● Short problem A
Answer these about the passage on Songs in A Minor, one per line:
(i) Which label released the album, and on what date?
(ii) How many copies did it sell in its first week?
(iii) Which song was Keys's first composition for the album?

● Source excerpt
_ _ _

Songs in A Minor is the debut studio album by American singer and songwriter Alicia Keys, released on June 5, 2001, by J Records.

Keys began writing songs for the album in 1995 at age 14 and recording the album in 1998 for Columbia Records, but after they rejected it, she signed a recording contract with Clive Davis's Arista Records and eventually J Records. An accomplished, classically trained pianist, Keys wrote, arranged and produced the majority of the album herself. It is a neo soul album with elements of R&B, soul, jazz, hip hop, blues, classical, and gospel music. Lyrically, the songs explore the complexities and various stages of personal relationships. Despite the album's title, only two songs, "Jane Doe" and "Mr. Man," are actually in the key of A minor.
	
Songs in A Minor debuted at number one on the US Billboard 200, selling 236,000 copies in its first week. The album has since sold over 7 million copies in the United States and 12 million copies worldwide. It was also an immediate critical success and has since been regarded as a classic. The album earned Keys several accolades, including five Grammy Awards at the 44th Annual Grammy Awards. To promote the album, Keys embarked on her first headlining concert tour, entitled Songs in A Minor Tour. 

In 2022, the album was selected by the Library of Congress for preservation in the National Recording Registry.

Recording and production
Keys began writing the songs that would constitute Songs in A Minor at age 14, "Butterflyz" being her first composition for the album. Keys had been accepted to Columbia University, which she attended after graduating from the Professional Performing Arts School at age 16. She dropped out after four weeks to pursue her music career full time. She signed a demo deal with Jermaine Dupri and his So So Def label. Keys co-wrote and recorded a song titled "Dah Dee Dah (Sexy Thing)", which appeared on the soundtrack to the 1997 film Men in Black. She also contributed to the So So Def Christmas recordings. Keys began producing and recording the album in 1998. She completed it that same year, but it was rejected by Columbia Records. Keys explained that the producers she was required to work with by the label would tell her to "just get in the booth and sing", which frustrated her. Her record contract with Columbia ended after a dispute with the label. Keys then performed for Clive Davis, who sensed a "special, unique" artist; he bought Keys' contract from Columbia and signed her to Arista Records, which later disbanded.

_ _ _

● Records provided

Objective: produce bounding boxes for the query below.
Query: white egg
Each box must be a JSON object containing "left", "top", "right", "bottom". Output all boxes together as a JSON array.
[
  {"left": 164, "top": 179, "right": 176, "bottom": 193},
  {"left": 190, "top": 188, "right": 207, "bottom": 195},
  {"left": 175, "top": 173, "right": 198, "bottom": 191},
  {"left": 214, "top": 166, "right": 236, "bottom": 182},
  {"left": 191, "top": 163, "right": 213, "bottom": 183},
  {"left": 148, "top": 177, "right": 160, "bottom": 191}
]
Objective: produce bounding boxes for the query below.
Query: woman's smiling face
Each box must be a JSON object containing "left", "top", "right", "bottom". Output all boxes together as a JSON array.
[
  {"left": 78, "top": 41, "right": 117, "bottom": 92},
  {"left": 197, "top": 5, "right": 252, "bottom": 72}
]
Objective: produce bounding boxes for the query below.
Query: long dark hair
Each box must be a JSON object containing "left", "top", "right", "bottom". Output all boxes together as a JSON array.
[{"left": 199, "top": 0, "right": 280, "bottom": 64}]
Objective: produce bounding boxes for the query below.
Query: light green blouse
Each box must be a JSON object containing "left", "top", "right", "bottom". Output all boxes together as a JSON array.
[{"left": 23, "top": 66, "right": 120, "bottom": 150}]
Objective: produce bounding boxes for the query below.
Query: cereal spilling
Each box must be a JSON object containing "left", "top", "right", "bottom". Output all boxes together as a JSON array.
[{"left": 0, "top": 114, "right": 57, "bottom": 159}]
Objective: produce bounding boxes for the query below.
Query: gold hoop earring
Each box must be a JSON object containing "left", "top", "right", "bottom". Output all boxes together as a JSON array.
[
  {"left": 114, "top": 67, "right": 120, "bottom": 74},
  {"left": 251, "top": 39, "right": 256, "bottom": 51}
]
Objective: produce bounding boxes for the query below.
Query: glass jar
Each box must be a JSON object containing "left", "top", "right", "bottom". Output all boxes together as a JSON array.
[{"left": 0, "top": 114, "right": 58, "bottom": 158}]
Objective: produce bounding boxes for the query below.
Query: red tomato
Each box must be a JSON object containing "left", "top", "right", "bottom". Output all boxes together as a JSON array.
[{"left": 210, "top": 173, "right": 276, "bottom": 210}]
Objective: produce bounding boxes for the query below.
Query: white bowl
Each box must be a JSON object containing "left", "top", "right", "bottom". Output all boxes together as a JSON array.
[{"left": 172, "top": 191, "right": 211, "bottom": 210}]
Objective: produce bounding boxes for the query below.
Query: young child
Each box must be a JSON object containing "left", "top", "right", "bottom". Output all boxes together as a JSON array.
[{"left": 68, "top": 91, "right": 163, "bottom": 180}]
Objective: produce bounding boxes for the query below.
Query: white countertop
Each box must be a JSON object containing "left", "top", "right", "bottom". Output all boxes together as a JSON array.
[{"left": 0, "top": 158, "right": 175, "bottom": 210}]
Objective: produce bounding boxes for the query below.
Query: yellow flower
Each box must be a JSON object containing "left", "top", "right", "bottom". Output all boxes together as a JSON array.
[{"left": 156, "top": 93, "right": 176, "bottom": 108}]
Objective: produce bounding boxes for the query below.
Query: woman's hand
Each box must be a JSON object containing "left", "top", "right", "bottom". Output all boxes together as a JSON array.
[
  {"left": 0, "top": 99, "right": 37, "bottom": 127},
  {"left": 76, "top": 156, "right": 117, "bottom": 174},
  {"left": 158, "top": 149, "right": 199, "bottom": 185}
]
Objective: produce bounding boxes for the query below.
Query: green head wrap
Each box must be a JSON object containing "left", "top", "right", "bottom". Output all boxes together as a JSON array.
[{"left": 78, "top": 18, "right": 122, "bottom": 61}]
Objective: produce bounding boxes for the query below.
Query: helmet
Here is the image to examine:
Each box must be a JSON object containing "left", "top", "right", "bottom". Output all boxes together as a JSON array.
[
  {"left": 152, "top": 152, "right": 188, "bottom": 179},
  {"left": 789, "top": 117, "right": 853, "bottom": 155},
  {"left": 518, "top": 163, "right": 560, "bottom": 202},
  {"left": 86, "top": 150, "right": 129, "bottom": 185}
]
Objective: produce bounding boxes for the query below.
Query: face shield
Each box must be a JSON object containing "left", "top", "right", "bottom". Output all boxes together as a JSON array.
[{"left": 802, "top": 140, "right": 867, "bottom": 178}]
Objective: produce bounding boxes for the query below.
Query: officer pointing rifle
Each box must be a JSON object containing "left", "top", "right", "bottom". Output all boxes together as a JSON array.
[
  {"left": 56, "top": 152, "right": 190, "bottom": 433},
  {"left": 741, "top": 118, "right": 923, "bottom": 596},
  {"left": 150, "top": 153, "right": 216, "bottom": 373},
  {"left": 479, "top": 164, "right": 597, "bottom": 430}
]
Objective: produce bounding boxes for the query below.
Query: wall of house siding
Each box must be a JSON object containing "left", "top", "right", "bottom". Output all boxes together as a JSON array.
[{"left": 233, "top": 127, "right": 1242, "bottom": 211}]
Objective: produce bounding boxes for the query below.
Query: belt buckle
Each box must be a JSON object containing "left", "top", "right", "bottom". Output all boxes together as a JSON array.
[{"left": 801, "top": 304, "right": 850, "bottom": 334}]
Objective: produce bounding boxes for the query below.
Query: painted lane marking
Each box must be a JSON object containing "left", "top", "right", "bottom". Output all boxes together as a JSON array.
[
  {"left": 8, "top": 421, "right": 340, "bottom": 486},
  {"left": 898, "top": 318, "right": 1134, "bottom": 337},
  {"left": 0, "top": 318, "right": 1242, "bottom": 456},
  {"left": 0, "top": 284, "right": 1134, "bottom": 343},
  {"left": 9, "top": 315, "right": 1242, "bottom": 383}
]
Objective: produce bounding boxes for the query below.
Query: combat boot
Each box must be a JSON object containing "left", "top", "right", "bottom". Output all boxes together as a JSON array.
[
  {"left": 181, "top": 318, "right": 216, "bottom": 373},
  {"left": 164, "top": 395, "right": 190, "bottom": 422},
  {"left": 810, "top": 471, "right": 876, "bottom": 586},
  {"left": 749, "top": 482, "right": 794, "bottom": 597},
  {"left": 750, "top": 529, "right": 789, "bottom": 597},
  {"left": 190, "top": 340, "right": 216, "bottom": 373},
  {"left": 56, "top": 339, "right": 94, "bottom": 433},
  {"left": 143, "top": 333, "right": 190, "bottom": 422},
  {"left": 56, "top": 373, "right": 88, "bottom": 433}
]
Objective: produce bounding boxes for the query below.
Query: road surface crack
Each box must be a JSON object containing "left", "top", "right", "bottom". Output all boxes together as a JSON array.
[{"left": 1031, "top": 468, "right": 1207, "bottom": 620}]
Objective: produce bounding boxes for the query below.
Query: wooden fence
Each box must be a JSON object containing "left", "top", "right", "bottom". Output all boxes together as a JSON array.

_ _ _

● Short problem B
Which rows contain the word "green"? Extract each of them in full.

● Correct output A
(i) J Records, on June 5, 2001.
(ii) 236,000 copies.
(iii) "Butterflyz".

● Correct output B
Query: light green blouse
Query: green head wrap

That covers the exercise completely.